Lavoro richiesto.
[a] Secondo l'intervista sulla Sicilia antichissima, in quali città si stabilirono soprattutto gli elimi?
[b] Riprendi l'intervista sulla Sicilia antichissima dal punto in cui si ferma e portala avanti.

Brano proposto.
◇ ◇ ◇ ◇

Intervista sulla storia della Sicilia antichissima – dispensa di Rocambole Garufi

Intervista sulla storia della Sicilia antichissima – dispensa di Rocambole Garufi

Intervista sulla Storia della Sicilia antichissima – dispensa di Rocambole Garufi

La Sicilia antichissima, ombelico del mediterraneo, capitale del pensiero filosofico, della lettera e dell’arte.

Introduzione

Aneddoti personali

Recensione

L’identità siciliana nell’antichità


Comincio con una domanda canonica. Per lei, la Sicilia è una regione dell’Italia o un continente a parte?

E’ certamente un mondo a parte; e pure molto complesso. Almeno, stando alla storia. Infatti, già la Sicilia pre-ellenica fornisce diversi spunti di interesse, dato che presenta un’accentuata differenziazione, sia al suo interno, sia rispetto alle civiltà coeve.

Si riferisce ai popoli che l’abitavano?

Infatti. I primi a stanziarsi nell’isola furono i sicani, i morgeti e gli ausoni. Questi in tempi diversi (i sicani spintivi dall’invasione sicula) finirono per occupare la zona occidentale (grotte nel territorio di Palermo, Alcamo, Castrogiovanni, Termini Imerese, etc.). I sicani, inoltre, in qualche modo, si tennero in disparte rispetto agli altri popoli, avendo essi soli coscienza della loro ormai immemorabile presenza nell’isola. Lo scrive Ignazio Scaturro nella sua Storia di Sicilia, edita dalla Raggio di Roma, nel 1950. Razialmente vicini ai sicani, però, furono gli elimi, tra l’altro citati dallo storico greco Tucidide, che si stabilirono soprattutto nelle città di Erice, Segesta ed Entella. Intorno al secondo millennio a. C. arrivarono poi i siculi. Possiamo azzardare l’ipotesi che fossero una popolazione italica (o italicizzata), indoeuropea in ogni caso, almeno basandoci sulle scarse sopravvivenze linguistiche, la più corposa delle quali si trova nella cosiddetta Iscrizione di Centuripe. I siculi si stanziarono nella parte orientale dell’isola e la loro presenza coincise con un vero e proprio rinascimento culturale, testimoniato dalla produzione ceramica, che si presenta come una delle più belle, se non la più bella, di tutte le ceramiche preistoriche d’Italia. Altro popolo, di cui ci dà notizia Cirino Gula nella sua Storia di Leontinoi, uscita a Catania nel 1995 presso la C.U.E.C.M., fu quello dei lestrigoni.

Ci furono anche i greci…

I greci e pure i fenici. Quest’ultimi vennero da Cartagine e fondarono le loro città sul versante occidentale. Ancora oggi, Mozia ne è splendida testimonianza. Basta leggere le egregie monografie di Enrico Acquaro (Cartagine: un impero sul Mediterraneo, Club del libro Fratelli Melita, La Spezia, 1980) e di Sabatino Moscati (Alla scoperta della civiltà mediterranea, Roma, Newton Compton, 1979).

◇ ◇ ◇ ◇

Dati forniti.
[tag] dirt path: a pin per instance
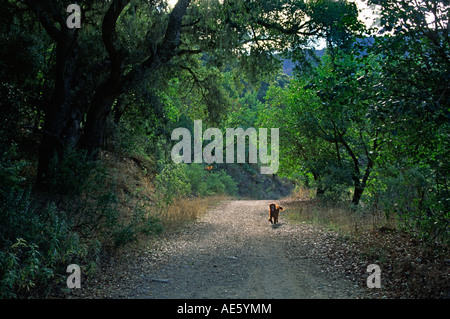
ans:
(230, 252)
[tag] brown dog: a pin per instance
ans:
(274, 211)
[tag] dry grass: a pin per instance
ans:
(410, 268)
(303, 207)
(185, 210)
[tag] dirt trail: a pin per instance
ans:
(232, 252)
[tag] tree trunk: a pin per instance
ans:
(361, 185)
(62, 116)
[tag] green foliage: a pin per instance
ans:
(182, 180)
(36, 243)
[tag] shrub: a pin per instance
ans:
(36, 243)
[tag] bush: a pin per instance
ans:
(36, 243)
(407, 193)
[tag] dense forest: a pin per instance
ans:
(88, 112)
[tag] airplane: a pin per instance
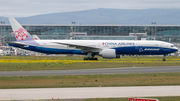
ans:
(105, 48)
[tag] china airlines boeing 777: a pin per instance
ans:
(105, 48)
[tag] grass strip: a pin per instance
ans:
(171, 98)
(105, 80)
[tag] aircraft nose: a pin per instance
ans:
(176, 49)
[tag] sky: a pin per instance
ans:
(26, 8)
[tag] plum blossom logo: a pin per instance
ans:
(103, 43)
(21, 34)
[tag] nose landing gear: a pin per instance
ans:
(164, 58)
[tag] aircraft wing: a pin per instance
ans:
(80, 46)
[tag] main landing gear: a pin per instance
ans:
(164, 58)
(90, 56)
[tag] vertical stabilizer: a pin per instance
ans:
(20, 33)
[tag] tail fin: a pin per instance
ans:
(20, 33)
(35, 37)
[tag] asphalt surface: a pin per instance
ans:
(94, 71)
(88, 92)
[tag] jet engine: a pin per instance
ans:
(109, 53)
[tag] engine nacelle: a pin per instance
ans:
(109, 53)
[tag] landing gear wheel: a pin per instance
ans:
(164, 59)
(96, 59)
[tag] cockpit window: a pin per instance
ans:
(172, 45)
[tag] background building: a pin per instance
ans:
(168, 33)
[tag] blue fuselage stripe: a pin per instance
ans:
(145, 50)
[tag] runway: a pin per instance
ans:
(88, 92)
(95, 71)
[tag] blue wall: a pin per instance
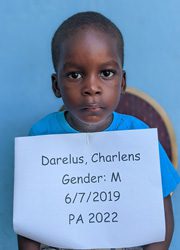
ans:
(152, 54)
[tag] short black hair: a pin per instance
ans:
(83, 20)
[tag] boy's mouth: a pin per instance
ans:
(93, 107)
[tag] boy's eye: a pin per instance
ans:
(74, 75)
(107, 73)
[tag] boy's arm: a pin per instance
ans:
(27, 244)
(164, 245)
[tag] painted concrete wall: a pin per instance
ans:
(152, 59)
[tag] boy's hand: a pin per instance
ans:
(27, 244)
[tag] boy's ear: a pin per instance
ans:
(55, 86)
(123, 82)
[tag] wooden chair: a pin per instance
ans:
(142, 106)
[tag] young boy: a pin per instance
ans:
(88, 55)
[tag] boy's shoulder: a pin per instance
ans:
(47, 125)
(126, 122)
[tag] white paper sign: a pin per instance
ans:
(89, 190)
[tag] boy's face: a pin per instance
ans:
(89, 79)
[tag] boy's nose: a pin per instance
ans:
(91, 87)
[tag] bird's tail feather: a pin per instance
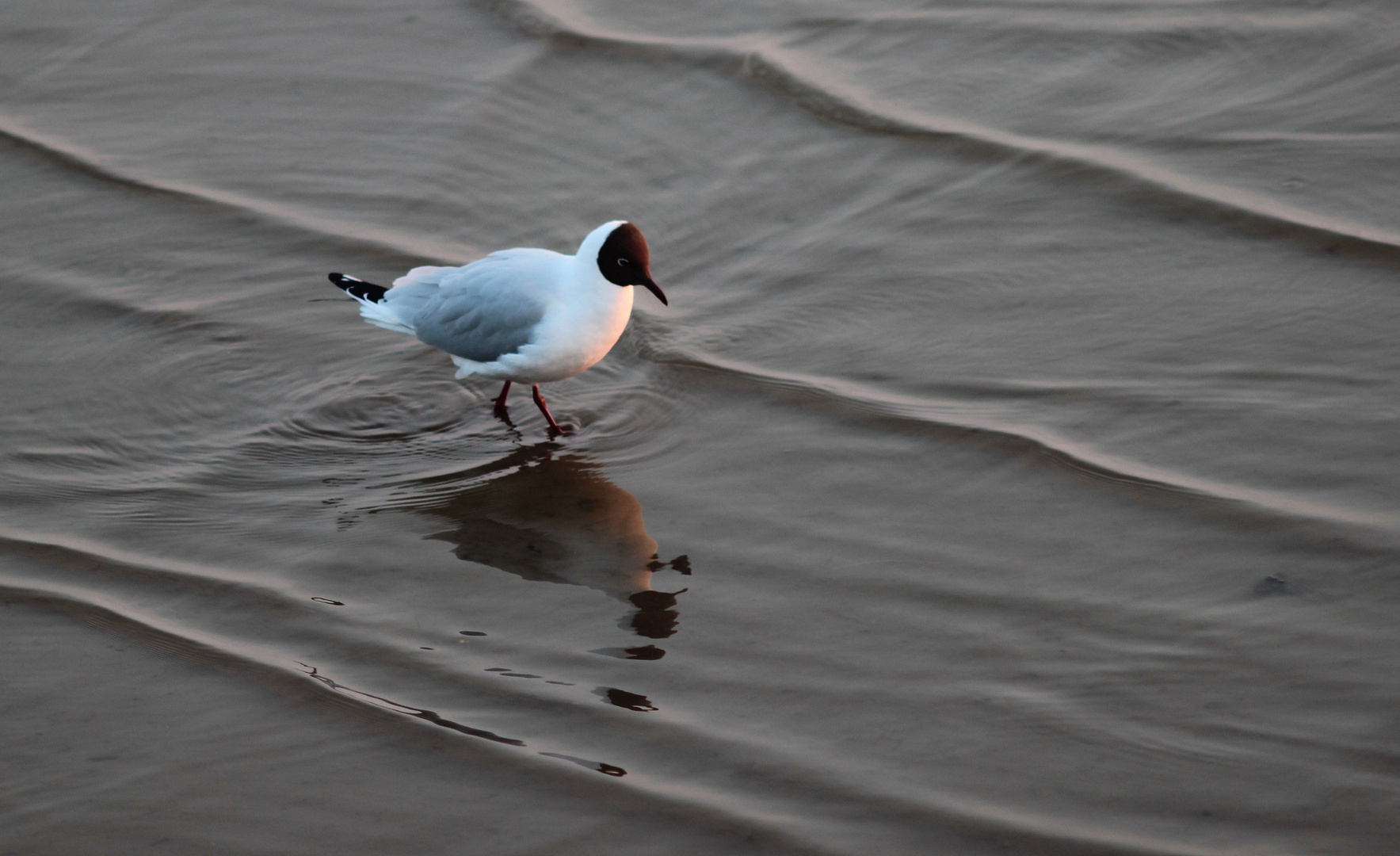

◇ ◇ ◇ ◇

Risposte alle consegne.
[a] Erice, Segesta ed Entella.

[b]
E i greci?

La loro colonizzazione cominciò a metà del sec. VIII. Possiamo individuarne la causa nel fatto che l’antica proprietà terriera delle città greche, concentrata in poche mani, non ammetteva troppi incrementi demografici. I coloni, perciò, andarono a cercare altre terre fertili da coltivare e ben presto le nuove città, dotate di ottimi porti, conobbero un impetuoso ed intenso sviluppo commerciale. Così, i megaresi fondarono Megara Hyblea, i calcidesi Naxos, i Corinzi Siracusa, gli ioni Zancle (Messina), i rodii e i cretesi Gela. Da queste, a loro volta, partirono altri gruppi di coloni a far nascere nuovi centri. Non molto lontano dall’attuale Piana di Catania, per esempio, nacque Leontinoi, ad opera di gente di Naxos.

Bene. In tutto questo la nazione siciliana dov’è?

Per esempio, già nelle espressioni artistiche del periodo delle tirannidi, molto diverse di quelle fiorite nella madrepatria greca. Esse ebbero una loro particolare impronta monumentalistica, soprattutto la monetazione, l’arte in cui eccelsero gli artisti della Sicilia, come documenterebbe una visita al Museo “Paolo Orsi” di Siracusa. Fin dai primi esemplari si usarono oro, argento, elettro (lega di oro ed argento) e rame. Furono rarissimi i casi in cui si fece ricorso ad altro materiale, come il cuoio ed il ferro a Sparta, o lo stagno usato da Dionigi il Vecchio a Siracusa. Tale preferenza per i materiali preziosi, per il loro stesso valore di difficile circolazione, ci fa pensare che la moneta, più che per scopi puramente commerciali, dovesse servire ad attestare la potenza del tiranno.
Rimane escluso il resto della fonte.